Repeat every entry word for word, but leave the images out of your copy.

____

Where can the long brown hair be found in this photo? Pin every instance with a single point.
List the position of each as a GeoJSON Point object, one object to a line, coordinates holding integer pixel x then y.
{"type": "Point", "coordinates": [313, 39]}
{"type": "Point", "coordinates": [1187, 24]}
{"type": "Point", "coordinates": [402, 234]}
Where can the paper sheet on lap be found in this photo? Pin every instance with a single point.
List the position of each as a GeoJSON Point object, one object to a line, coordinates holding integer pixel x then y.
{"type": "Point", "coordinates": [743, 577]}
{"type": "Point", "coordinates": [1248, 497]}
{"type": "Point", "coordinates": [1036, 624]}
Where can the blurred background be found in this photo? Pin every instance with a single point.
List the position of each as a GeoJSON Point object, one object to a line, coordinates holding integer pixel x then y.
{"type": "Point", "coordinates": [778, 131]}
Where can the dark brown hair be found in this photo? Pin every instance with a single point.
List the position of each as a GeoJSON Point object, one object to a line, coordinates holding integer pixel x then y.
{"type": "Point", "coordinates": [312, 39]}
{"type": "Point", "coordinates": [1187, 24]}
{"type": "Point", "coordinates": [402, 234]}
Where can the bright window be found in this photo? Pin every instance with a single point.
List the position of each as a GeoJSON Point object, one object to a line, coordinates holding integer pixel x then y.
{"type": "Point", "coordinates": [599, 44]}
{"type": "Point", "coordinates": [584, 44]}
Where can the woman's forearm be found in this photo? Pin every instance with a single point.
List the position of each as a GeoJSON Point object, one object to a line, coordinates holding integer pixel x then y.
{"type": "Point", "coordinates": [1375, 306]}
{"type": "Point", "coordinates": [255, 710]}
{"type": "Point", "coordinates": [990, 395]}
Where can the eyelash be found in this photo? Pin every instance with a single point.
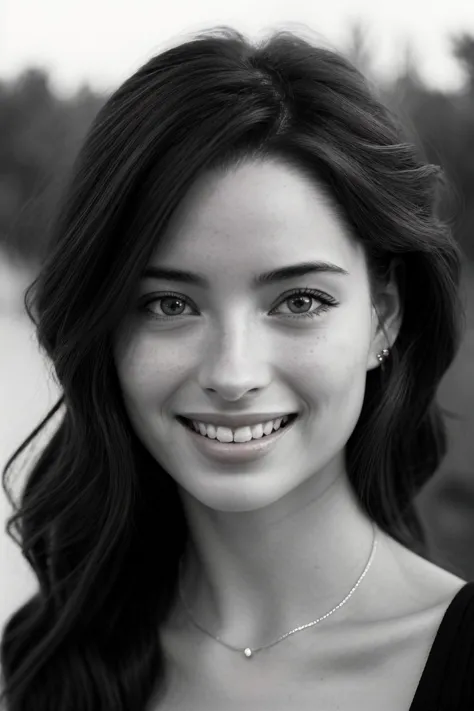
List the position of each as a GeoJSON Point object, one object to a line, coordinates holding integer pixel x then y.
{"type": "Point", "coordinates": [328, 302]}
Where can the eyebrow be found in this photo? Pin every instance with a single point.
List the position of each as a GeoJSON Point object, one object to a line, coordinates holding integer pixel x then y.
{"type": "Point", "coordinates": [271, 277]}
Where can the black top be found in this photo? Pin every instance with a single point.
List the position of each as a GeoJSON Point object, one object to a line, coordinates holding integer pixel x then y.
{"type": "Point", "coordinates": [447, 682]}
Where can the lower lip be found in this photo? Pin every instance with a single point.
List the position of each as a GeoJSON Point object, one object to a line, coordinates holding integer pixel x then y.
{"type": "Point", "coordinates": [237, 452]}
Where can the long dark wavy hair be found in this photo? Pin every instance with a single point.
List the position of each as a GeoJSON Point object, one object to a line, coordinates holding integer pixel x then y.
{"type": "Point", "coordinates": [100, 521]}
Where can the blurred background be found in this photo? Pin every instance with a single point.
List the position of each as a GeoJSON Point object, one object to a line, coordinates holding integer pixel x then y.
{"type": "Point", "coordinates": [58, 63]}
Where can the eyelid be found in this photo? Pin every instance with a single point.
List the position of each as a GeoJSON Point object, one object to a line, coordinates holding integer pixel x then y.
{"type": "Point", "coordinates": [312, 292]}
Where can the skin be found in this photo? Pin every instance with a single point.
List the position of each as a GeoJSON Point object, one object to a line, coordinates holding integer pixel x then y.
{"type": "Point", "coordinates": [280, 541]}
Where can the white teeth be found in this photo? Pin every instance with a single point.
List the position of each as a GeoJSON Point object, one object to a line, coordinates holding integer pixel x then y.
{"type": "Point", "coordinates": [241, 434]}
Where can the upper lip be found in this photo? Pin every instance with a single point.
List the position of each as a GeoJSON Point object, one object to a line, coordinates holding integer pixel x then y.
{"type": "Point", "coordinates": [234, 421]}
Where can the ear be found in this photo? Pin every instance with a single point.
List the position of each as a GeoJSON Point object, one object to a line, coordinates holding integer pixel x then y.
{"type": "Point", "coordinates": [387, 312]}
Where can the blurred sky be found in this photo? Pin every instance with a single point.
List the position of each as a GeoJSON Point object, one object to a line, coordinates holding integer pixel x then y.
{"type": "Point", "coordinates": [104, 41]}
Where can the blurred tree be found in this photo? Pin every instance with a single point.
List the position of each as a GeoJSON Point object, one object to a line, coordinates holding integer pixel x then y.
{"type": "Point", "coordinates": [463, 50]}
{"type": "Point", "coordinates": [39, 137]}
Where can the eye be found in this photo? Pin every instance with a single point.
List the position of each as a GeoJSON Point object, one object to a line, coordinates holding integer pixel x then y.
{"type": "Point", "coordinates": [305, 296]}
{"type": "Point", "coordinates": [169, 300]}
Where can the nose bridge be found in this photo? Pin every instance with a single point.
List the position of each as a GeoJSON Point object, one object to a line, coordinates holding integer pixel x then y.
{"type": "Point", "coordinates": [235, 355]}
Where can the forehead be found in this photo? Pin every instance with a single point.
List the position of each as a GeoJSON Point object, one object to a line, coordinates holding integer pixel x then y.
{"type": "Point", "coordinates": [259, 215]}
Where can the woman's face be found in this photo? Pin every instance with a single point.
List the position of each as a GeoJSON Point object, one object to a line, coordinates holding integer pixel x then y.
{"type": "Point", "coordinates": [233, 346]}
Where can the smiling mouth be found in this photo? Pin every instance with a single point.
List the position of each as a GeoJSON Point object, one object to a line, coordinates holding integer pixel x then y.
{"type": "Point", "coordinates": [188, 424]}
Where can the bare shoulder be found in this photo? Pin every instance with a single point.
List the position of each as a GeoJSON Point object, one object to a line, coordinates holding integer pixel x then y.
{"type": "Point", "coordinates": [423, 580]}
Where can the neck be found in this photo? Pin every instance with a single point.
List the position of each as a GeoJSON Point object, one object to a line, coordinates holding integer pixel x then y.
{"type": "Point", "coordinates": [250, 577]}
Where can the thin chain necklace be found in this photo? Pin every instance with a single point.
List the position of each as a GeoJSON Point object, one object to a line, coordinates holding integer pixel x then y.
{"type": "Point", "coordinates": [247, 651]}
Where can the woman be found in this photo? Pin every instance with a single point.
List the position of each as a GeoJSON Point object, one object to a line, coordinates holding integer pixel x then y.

____

=== COMPLETE ANSWER ===
Where can the long brown hair be found in this photo? Pin every instance with a single point.
List the position of each as a GeoJSON Point object, one object to a line, coordinates holding integer pixel x then y.
{"type": "Point", "coordinates": [313, 39]}
{"type": "Point", "coordinates": [1187, 24]}
{"type": "Point", "coordinates": [402, 234]}
Where can the paper sheet on lap be found in this photo? Pin every instance with a single point.
List the position of each as a GeoJSON Point object, one object to a line, coordinates holding integer pixel x then y.
{"type": "Point", "coordinates": [743, 577]}
{"type": "Point", "coordinates": [1248, 497]}
{"type": "Point", "coordinates": [1036, 624]}
Where can the blurred background be found in this photo? Pin every instance with a single point.
List the position of each as a GeoJSON Point object, one object to a line, coordinates holding integer pixel x then y.
{"type": "Point", "coordinates": [778, 131]}
Where can the dark brown hair be found in this photo? Pin every instance with a single point.
List the position of each as a GeoJSON Point object, one object to a line, coordinates holding integer pixel x then y.
{"type": "Point", "coordinates": [312, 39]}
{"type": "Point", "coordinates": [1187, 24]}
{"type": "Point", "coordinates": [402, 234]}
Where can the bright window be found in this photo? Pin every instance with a single point.
List the position of each as a GeoJSON Point object, one object to a line, coordinates holding integer pixel x then y.
{"type": "Point", "coordinates": [599, 44]}
{"type": "Point", "coordinates": [584, 44]}
Where can the woman's forearm be found in this photo? Pin every instance with a single point.
List the position of each as a GeoJSON Point object, one object to a line, coordinates holding integer pixel x then y.
{"type": "Point", "coordinates": [1375, 306]}
{"type": "Point", "coordinates": [255, 710]}
{"type": "Point", "coordinates": [990, 395]}
Where can the eyelash be found in this photo? Pin every instance with a single point.
List the position of each as a GeoJSON Point object, one object to a line, coordinates holding integer pixel x then y.
{"type": "Point", "coordinates": [328, 302]}
Where can the eyebrow be found in this photo? Pin every instance with a single point.
List the position of each as a GeoJSON Point object, one object to a line, coordinates holding integer pixel x then y.
{"type": "Point", "coordinates": [271, 277]}
Where can the black top be found in this photo? Pin every instance with a single point.
List the position of each as a GeoJSON Point object, one object to a line, coordinates holding integer pixel x then y.
{"type": "Point", "coordinates": [447, 682]}
Where can the lower lip be found in this photo? Pin every instance with a single point.
List the position of each as a GeoJSON Point object, one object to a line, coordinates holding integer pixel x then y.
{"type": "Point", "coordinates": [237, 452]}
Where can the long dark wavy hair be found in this photo? Pin every instance with a single point.
List the position of each as a GeoJSON Point object, one object to a line, coordinates holding integer pixel x then y.
{"type": "Point", "coordinates": [100, 521]}
Where can the blurred background be found in this photo? Pin every instance with a single point.
List the position of each as a GeoJSON Point object, one object to a line, coordinates holding integer pixel x then y.
{"type": "Point", "coordinates": [58, 63]}
Where can the eyelid be found in this photo? Pin every instance with a single point.
List the position of each as a GeoJSON Point object, one object to a line, coordinates holding integer pixel x then y.
{"type": "Point", "coordinates": [312, 292]}
Where can the skin be found in this photo? Pin every instance with a single point.
List the position of each as a GeoJSON Point object, one object to a line, coordinates holding integer pixel x then y.
{"type": "Point", "coordinates": [280, 541]}
Where can the white teeth be found in this photo? Pin every instance with a single point.
List the position of each as a GeoJSON Point object, one object to a line, coordinates holding integer pixel x then y.
{"type": "Point", "coordinates": [241, 434]}
Where can the upper lip be found in this photo? Pin every instance with a single point.
List the position of each as a GeoJSON Point object, one object to a line, coordinates holding integer pixel x then y.
{"type": "Point", "coordinates": [234, 421]}
Where can the ear be found in this photo? Pin every instance with a single point.
List the position of each as a GeoJSON Point object, one object to a line, coordinates holding integer pixel x then y.
{"type": "Point", "coordinates": [387, 312]}
Where can the blurred sky be found in this photo? Pin every instance with a single point.
List the position of each as a GeoJSON Point object, one object to a line, coordinates holding integer pixel x then y.
{"type": "Point", "coordinates": [104, 41]}
Where can the blurred tree be found in this photo? Pin every instance with a single point.
List the position of each as a GeoJSON Point object, one object to a line, coordinates holding integer pixel x then y.
{"type": "Point", "coordinates": [463, 50]}
{"type": "Point", "coordinates": [39, 137]}
Where can the eye be found in this photo? Pin every instance with a single point.
List the position of each as a GeoJSON Point object, one object to a line, coordinates holding integer pixel x then y.
{"type": "Point", "coordinates": [305, 296]}
{"type": "Point", "coordinates": [169, 300]}
Where can the nose bridge be found in this photo? Pin every instance with a single point.
List the position of each as a GeoJSON Point object, one object to a line, coordinates holding integer pixel x then y.
{"type": "Point", "coordinates": [235, 355]}
Where can the forehead be found in this photo? Pin every instance with a single point.
List the position of each as a GeoJSON Point object, one object to a line, coordinates holding integer pixel x then y.
{"type": "Point", "coordinates": [259, 215]}
Where can the woman's face be found in this photo? Pin every instance with a single point.
List the position of each as a GeoJSON Point object, one object to a line, coordinates holding integer pixel x then y.
{"type": "Point", "coordinates": [233, 346]}
Where can the smiling mouth be found in this photo? Pin every instance with a single point.
List the position of each as a GeoJSON Point object, one object to a line, coordinates holding integer pixel x then y.
{"type": "Point", "coordinates": [188, 424]}
Where can the bare shoulder be found in this photo? Pin every instance with a single point.
List the position of each as a GeoJSON Point object, one object to a line, coordinates holding integer pixel x then y.
{"type": "Point", "coordinates": [423, 580]}
Where can the neck be found in this photo? Pin every instance with a single point.
List the position of each as a GeoJSON Point object, one object to a line, coordinates holding integer pixel x then y.
{"type": "Point", "coordinates": [250, 577]}
Where can the thin chain necklace be found in this photo? Pin every instance with a single point.
List the position of each as a GeoJSON Point object, one object to a line, coordinates holding integer pixel x then y.
{"type": "Point", "coordinates": [247, 651]}
Where can the woman be found in this photo? Pin every instance with a single point.
List the position of each as a GeoJSON Point object, one object to a line, coordinates holding integer pixel x then y.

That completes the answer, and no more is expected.